> Written instruction
Can you turn the lines of the data, starting at the line containing "Where is each instance of the straw" and ending at the last line of the data, into a JSON list of strings with one string per line and blank lines omitted?

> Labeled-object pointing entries
※ ※ ※
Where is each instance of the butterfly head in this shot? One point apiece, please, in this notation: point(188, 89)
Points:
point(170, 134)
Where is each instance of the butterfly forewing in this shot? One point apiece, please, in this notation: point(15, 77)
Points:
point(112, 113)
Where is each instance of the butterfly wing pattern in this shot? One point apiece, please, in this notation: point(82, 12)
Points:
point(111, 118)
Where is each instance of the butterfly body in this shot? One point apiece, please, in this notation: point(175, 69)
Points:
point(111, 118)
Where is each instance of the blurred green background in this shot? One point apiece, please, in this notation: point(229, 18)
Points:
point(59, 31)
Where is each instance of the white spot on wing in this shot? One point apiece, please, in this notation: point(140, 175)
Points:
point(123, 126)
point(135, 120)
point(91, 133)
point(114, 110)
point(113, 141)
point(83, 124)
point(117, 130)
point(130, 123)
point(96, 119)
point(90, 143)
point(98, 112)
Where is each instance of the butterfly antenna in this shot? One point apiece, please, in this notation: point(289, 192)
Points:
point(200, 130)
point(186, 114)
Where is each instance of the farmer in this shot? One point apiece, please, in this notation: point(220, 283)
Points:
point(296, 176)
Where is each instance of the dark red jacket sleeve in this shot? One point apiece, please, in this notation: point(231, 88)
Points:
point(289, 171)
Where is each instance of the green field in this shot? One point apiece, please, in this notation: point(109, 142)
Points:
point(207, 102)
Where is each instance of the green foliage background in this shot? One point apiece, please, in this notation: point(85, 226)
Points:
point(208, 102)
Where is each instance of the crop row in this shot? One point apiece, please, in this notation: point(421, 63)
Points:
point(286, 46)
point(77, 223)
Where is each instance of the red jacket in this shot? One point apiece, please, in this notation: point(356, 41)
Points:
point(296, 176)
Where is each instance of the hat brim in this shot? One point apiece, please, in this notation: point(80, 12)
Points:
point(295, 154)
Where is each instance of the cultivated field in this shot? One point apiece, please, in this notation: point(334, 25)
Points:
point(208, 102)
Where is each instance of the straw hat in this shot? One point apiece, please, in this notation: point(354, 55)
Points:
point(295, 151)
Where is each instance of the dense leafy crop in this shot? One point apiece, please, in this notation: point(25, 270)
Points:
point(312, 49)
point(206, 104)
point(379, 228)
※ ※ ※
> Task output
[
  "Where is each instance of the straw hat in this shot? One point apiece, please, in this notation: point(354, 55)",
  "Points:",
  "point(295, 151)",
  "Where is each instance of the dense leafy crop in this shot? One point apiece, please, in this notation: point(25, 270)",
  "Points:",
  "point(312, 49)",
  "point(206, 104)",
  "point(379, 228)"
]